[Records for this task start]
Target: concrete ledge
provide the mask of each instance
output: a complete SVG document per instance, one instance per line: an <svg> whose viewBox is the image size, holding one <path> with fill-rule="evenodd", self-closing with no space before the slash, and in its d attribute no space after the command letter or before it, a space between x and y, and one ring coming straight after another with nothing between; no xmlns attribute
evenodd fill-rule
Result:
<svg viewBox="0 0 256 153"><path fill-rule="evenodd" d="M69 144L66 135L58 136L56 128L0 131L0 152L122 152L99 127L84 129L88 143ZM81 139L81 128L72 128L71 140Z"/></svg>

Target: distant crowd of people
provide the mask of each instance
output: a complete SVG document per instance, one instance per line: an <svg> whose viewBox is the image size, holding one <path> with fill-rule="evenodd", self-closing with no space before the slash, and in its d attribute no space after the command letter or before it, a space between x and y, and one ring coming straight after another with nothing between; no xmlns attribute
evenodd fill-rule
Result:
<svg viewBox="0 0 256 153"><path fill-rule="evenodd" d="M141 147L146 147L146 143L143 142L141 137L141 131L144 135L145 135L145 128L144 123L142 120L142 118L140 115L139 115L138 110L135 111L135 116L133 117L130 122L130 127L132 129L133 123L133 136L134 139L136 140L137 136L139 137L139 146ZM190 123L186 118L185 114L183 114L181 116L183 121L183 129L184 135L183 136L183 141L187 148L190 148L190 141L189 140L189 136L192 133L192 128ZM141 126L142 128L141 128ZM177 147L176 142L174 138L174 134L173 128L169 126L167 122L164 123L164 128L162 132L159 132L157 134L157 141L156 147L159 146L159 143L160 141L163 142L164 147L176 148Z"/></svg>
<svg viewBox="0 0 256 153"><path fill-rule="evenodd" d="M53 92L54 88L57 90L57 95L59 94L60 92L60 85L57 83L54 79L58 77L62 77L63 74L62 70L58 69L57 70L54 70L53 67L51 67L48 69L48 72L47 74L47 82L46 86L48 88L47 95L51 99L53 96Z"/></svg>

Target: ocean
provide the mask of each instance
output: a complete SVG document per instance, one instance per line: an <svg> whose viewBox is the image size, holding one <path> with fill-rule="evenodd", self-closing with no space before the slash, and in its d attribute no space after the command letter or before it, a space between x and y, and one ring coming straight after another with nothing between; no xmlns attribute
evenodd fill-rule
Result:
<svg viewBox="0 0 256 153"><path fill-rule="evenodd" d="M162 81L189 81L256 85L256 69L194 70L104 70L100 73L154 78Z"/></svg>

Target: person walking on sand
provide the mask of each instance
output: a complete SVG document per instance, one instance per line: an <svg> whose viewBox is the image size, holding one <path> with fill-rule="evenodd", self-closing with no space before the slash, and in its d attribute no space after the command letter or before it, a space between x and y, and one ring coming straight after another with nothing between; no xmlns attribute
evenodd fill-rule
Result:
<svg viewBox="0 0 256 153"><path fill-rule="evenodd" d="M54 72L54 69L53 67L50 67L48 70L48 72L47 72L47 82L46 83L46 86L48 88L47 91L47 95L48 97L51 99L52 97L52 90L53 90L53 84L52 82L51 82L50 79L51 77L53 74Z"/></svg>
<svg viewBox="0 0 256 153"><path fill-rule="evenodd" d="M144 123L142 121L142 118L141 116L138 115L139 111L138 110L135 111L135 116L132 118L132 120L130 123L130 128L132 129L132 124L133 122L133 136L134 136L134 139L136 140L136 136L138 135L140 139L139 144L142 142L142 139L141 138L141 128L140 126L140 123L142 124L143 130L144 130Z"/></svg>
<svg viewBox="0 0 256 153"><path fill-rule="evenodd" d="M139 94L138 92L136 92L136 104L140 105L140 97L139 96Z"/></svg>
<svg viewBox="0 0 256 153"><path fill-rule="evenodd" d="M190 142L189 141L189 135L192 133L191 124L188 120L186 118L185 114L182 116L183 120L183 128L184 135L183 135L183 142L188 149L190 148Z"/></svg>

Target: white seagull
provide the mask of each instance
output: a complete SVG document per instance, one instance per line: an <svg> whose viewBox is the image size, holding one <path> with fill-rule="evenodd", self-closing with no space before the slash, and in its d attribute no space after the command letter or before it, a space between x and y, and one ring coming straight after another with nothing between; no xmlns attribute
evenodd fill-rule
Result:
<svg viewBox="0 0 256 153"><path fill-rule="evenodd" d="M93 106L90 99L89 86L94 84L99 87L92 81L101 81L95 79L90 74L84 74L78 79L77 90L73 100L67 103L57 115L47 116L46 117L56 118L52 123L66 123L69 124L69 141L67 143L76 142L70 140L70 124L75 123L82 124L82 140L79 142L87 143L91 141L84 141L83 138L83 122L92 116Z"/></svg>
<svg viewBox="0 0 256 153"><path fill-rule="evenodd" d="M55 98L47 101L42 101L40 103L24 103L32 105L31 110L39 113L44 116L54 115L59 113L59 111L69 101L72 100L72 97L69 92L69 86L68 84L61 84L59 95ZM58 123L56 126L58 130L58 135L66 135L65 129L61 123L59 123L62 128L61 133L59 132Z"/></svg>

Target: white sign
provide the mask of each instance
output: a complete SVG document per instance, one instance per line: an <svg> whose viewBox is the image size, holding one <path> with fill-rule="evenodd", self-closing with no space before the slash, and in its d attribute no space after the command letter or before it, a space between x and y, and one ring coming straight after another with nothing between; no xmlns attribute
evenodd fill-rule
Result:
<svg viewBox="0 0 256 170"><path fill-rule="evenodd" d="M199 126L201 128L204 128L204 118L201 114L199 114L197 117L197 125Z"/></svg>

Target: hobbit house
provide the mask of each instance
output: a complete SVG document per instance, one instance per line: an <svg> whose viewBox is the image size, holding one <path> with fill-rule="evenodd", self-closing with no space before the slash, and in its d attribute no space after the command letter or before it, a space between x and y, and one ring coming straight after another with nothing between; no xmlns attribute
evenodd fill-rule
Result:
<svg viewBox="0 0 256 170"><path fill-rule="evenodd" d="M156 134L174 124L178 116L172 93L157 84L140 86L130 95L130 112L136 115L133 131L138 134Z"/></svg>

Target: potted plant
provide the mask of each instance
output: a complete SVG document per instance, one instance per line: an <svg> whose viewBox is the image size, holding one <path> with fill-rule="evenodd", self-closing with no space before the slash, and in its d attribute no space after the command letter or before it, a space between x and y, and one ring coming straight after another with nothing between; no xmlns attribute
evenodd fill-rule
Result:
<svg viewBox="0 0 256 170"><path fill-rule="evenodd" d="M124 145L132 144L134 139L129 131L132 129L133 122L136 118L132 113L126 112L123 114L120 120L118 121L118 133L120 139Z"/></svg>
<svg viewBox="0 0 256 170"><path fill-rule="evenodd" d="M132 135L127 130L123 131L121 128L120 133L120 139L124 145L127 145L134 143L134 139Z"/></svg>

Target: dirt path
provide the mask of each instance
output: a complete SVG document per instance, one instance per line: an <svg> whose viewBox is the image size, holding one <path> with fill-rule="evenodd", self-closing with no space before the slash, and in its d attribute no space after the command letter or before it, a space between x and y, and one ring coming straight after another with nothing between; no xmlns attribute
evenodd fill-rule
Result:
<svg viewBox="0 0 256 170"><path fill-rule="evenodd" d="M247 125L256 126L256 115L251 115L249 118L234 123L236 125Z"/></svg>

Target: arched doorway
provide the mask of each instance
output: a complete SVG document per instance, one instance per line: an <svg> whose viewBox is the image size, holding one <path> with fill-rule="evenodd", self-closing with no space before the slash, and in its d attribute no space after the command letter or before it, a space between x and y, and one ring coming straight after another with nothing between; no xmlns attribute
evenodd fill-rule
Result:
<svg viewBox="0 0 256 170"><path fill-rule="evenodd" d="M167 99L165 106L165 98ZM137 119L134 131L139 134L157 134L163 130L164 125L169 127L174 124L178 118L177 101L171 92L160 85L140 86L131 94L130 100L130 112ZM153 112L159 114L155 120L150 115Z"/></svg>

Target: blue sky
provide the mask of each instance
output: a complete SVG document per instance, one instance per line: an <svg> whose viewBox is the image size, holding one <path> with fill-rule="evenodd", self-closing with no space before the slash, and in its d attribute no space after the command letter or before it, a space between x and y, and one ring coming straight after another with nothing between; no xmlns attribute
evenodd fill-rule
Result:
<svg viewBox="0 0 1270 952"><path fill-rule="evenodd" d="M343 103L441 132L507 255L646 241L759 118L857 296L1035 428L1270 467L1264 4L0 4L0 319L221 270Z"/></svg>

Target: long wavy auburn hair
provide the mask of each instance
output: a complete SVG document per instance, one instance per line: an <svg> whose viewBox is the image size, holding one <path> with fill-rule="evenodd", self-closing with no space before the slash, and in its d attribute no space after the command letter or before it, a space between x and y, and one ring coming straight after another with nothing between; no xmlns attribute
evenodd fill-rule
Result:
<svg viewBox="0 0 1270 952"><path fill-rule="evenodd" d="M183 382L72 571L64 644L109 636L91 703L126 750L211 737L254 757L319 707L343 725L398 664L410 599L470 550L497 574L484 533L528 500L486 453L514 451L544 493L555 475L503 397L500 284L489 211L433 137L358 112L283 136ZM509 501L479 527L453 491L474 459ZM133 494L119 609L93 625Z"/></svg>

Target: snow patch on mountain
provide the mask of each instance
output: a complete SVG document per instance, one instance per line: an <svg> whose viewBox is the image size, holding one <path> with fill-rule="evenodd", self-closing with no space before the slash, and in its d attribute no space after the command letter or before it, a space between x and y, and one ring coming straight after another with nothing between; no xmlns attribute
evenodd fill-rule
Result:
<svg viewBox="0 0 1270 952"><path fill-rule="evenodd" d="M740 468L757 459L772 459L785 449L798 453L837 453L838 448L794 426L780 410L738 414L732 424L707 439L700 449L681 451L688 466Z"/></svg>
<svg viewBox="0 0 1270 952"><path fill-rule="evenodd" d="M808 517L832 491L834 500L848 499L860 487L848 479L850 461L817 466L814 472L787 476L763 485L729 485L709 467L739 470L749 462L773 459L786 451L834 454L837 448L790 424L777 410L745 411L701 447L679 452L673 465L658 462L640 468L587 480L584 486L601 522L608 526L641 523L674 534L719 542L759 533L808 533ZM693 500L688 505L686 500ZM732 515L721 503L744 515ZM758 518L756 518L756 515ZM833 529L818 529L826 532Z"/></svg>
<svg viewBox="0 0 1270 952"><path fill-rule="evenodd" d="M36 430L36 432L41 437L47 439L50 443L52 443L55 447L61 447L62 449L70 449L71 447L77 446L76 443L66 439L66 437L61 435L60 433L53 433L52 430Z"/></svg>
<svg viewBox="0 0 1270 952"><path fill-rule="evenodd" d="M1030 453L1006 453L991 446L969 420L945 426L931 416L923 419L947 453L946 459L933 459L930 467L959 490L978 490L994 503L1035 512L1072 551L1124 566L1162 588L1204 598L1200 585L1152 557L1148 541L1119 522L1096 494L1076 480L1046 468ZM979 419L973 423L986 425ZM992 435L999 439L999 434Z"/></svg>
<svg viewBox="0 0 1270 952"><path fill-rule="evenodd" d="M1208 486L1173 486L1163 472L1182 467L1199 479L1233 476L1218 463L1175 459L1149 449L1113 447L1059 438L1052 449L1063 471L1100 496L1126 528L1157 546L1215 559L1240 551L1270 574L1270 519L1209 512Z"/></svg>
[Records for this task end]
Update everything from the line containing "Target: person walking on sand" down to the line containing "72L54 69L53 67L50", swapping "walking" for "strolling" and keeping the rest unchanged.

▸ **Task response**
Target: person strolling on sand
provide the mask of each instance
output: a complete SVG document per instance, one instance per line: an <svg> whose viewBox is the image size, holding one <path> with fill-rule="evenodd", self-closing with no space before the slash, and in its d attribute no space after the command letter or before it, a space between x and y, and one ring coming straight after another with nothing between; no xmlns attribute
evenodd fill-rule
Result:
<svg viewBox="0 0 256 153"><path fill-rule="evenodd" d="M54 72L54 69L53 67L50 67L48 70L48 72L47 72L47 82L46 83L46 86L48 88L47 91L47 95L48 97L51 99L52 97L52 90L53 90L53 84L52 82L51 82L50 79L51 77L53 74Z"/></svg>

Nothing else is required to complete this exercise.